── Brano di lettura

Da Tel Aviv per il New York Times, Bergman ha esplorato la vicenda e ne ha analizzato le ricostruzioni pubblicate sulla stampa italiana. “Non credo ci sia nulla di accuratamente verificato tra quanto è stato scritto sul fatto della barca”, dice Bergman al Foglio, “se non che si è trattato di una tragedia. Non dico che non siano cose vere ma non ho elementi per ritenerle tali”. Ogni parola è pronunciata come un invito a valutarla nel suo senso meno superficiale. E con ogni pausa, lo sottolinea. “Penso che l’evento sulla barca”, continua, “non fosse un’operazione in sé ma che ne facesse parte. E’ evidente che quelle persone, quegli agenti del Mossad, non erano arrivati in Italia solo per fare una crociera di un giorno sul Lago Maggiore. Erano lì perché parte di un’operazione in corso tra i servizi di intelligence italiani e israeliani. Mentre non ho alcuna indicazione sulla veridicità delle teorie complottiste su ciò che è accaduto al lago prima dell’incidente o sull’incidente stesso, sono sicuro che il fatto che quelle persone fossero lì, a godersi il loro tempo libero, fosse collegato alla ragione che le ha portate a essere tutte insieme in Italia”. Insomma, Bergman non crede che la scena dell’azione fosse necessariamente il Lago Maggiore. “Direi che è più probabile il contrario. Cioè che stessero facendo qualcosa da qualche altra parte o riguardo a qualcos’altro. E che abbiano trascorso un paio di giorni a fare qualcosa che non so, ma che non era relativo all’operazione, quando la giornata che hanno trascorso in crociera è finita in tragedia”.

────

Obiettivo dell'esercizio ::
Risponda alle seguenti domande sul brano:
(a) Da quale città e per quale testata Bergman ha esplorato la vicenda?
(b) Secondo Bergman, quale fatto risulta certo tra quanto è stato scritto sulla barca?
(c) Su quale lago si è svolta la crociera di un giorno degli agenti del Mossad?

── Voci del dataset

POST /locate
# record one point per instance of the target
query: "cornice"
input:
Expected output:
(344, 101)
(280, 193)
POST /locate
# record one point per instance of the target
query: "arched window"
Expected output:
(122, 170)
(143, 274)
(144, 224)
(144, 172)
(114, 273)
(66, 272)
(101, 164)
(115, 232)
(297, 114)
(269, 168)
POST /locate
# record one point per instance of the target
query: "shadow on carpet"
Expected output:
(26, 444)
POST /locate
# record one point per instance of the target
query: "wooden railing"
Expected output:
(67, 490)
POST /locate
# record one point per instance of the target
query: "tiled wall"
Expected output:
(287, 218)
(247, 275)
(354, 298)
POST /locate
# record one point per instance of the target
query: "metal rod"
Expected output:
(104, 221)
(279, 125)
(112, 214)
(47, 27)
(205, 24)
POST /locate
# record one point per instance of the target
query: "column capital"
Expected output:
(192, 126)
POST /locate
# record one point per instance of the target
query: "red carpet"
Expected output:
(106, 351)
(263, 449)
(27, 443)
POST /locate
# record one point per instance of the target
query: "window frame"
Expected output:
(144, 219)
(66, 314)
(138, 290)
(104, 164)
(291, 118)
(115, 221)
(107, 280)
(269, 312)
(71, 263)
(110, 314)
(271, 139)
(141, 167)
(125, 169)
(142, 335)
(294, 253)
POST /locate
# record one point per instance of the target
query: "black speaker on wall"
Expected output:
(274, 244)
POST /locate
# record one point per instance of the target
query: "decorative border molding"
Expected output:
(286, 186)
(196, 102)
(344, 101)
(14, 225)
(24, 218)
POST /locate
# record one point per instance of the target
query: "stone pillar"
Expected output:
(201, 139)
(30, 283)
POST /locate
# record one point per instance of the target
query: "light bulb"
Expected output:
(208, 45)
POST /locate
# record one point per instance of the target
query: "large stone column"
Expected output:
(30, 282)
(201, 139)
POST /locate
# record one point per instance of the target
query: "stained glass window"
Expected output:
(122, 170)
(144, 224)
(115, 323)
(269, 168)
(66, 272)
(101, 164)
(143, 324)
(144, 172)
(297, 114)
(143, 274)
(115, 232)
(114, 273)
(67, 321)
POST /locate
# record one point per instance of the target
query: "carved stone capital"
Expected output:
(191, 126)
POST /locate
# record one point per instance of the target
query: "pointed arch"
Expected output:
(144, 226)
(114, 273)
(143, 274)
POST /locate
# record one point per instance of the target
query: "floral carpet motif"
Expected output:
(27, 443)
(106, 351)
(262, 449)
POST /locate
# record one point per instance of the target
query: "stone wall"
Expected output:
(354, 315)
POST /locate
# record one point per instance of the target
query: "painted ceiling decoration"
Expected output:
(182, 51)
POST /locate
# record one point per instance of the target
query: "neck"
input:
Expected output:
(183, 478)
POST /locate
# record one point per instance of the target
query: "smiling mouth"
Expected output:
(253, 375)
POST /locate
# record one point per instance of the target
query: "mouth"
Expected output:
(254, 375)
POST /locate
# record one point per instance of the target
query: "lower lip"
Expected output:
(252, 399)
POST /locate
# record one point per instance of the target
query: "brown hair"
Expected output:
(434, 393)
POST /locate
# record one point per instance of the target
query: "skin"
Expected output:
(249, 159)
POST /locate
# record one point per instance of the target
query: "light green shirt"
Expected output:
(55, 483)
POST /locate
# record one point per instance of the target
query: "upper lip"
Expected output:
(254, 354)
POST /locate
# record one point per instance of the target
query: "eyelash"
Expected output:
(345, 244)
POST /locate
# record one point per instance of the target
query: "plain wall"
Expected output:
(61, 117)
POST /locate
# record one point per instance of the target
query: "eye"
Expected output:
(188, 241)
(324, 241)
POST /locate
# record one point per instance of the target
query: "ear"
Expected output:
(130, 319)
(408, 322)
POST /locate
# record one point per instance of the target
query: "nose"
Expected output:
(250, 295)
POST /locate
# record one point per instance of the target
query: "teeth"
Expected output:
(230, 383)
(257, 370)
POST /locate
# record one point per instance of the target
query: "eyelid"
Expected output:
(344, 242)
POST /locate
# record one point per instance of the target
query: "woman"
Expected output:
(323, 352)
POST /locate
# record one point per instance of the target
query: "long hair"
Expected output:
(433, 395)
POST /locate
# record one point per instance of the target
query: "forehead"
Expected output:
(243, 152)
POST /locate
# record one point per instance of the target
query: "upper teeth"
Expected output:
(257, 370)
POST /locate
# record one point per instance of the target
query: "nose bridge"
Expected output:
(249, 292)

────
── Voci del dataset

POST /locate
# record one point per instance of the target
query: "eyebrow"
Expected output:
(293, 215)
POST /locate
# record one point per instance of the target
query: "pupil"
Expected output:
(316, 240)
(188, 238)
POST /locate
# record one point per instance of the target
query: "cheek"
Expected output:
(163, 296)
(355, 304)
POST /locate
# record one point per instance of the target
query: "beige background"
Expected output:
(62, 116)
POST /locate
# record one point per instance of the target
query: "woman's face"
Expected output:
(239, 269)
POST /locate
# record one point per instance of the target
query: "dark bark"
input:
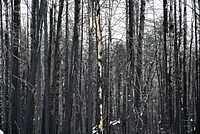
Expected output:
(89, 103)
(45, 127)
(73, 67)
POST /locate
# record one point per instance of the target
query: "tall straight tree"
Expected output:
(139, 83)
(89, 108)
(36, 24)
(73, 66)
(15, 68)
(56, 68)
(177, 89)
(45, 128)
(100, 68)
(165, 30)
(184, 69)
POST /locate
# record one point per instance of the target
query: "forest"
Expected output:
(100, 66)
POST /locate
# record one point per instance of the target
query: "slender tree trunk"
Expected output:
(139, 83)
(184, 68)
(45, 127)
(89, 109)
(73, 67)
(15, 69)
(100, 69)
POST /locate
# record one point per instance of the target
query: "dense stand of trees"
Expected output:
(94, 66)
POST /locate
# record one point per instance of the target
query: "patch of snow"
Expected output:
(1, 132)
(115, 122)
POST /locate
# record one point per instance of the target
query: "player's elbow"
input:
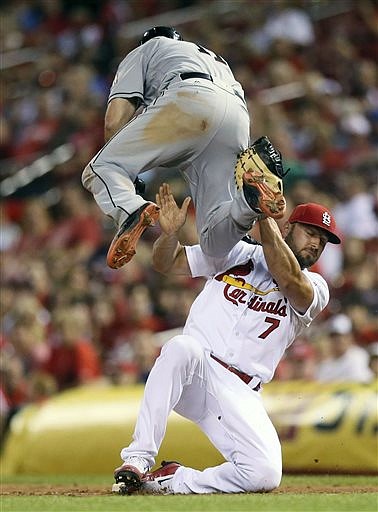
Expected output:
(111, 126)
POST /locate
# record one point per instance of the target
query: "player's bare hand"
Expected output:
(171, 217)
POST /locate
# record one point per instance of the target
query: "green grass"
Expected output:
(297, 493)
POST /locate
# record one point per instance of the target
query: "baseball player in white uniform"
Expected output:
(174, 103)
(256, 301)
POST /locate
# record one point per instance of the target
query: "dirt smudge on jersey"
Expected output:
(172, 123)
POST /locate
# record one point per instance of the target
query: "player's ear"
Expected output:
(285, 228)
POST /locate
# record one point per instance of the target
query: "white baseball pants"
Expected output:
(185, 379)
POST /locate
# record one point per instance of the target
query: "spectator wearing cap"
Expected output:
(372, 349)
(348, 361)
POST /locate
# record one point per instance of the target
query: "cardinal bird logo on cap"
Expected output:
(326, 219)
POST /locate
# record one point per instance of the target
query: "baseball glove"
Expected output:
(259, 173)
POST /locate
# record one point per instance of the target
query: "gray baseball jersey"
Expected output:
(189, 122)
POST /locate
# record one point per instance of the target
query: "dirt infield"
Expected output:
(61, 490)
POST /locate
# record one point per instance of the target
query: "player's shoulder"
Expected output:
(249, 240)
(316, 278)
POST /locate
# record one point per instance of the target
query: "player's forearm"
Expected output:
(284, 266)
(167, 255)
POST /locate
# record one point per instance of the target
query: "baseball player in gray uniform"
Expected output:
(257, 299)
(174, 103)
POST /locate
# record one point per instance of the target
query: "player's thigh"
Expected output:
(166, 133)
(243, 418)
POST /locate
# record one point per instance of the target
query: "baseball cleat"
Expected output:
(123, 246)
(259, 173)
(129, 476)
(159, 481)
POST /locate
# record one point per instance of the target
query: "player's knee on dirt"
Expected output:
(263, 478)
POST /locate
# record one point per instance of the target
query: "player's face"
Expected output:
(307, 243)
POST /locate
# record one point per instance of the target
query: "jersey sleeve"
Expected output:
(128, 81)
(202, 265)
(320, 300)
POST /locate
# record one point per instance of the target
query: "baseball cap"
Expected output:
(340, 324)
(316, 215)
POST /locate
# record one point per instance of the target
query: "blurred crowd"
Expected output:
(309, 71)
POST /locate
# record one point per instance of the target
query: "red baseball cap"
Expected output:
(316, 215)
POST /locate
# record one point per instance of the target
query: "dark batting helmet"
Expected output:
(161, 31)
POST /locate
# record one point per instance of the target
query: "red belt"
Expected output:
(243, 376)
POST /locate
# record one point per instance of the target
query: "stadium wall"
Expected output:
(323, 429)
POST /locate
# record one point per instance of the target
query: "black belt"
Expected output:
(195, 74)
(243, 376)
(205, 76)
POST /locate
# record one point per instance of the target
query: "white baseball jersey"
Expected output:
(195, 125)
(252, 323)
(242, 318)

────

Risposta completa ::
(a) Da Tel Aviv, per il New York Times.
(b) Che si è trattato di una tragedia.
(c) Sul Lago Maggiore.